- DOCUMENT SECTION

####

The patient is responsible for recording his reactions to the various foods and chemicals according to the instructions which he is given. He is also responsible for other aspects of his own diagnosis and treatment, to an extent unusual in most hospitals.

For example, he is given precise instructions on how to take his own pulse—5 minutes before, and 20, 40, and 60 minutes after the end of each meal. The pulse must be taken for a full minute, and the patient cannot be active or even go to the bathroom immediately before taking it. Any form of physical activity will invalidate the results.

The patient must be disciplined enough not to leave the unit for several weeks nor to eat any substance other than what is ordered for him by the doctor. He also must not smoke at any time while under treatment.

####

- RECORD EXCERPTS

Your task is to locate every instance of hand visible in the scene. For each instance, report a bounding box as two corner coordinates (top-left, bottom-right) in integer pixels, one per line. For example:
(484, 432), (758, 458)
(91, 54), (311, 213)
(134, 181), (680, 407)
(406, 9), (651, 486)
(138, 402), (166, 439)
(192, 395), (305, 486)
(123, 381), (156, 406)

####

- BRIEF
Continue the passage on the patient's responsibilities during diagnosis and treatment, starting after its final sentence about smoking.

- RESPONSE TO THIS TASK
Most of all, the patient must cooperate in learning. There is a great deal to learn: new concepts, many of them quite at variance with conventional wisdom on nutrition and health. This is not an easy task for many patients who come to the hospital in a confused or even a bewildered state. They have been sick, often for years, and have usually been through a gamut of unsuccessful medical experiences. Suddenly, they are confronted by concepts and techniques which seem alien to everything that went before.

Unless the patient has some intellectual curiosity, then, it is difficult for him to get the most out of this program. Some patients are so befuddled by their disease that they find it too much of a challenge. Most patients, however, are eager to try something truly different—an alternative approach to their problems.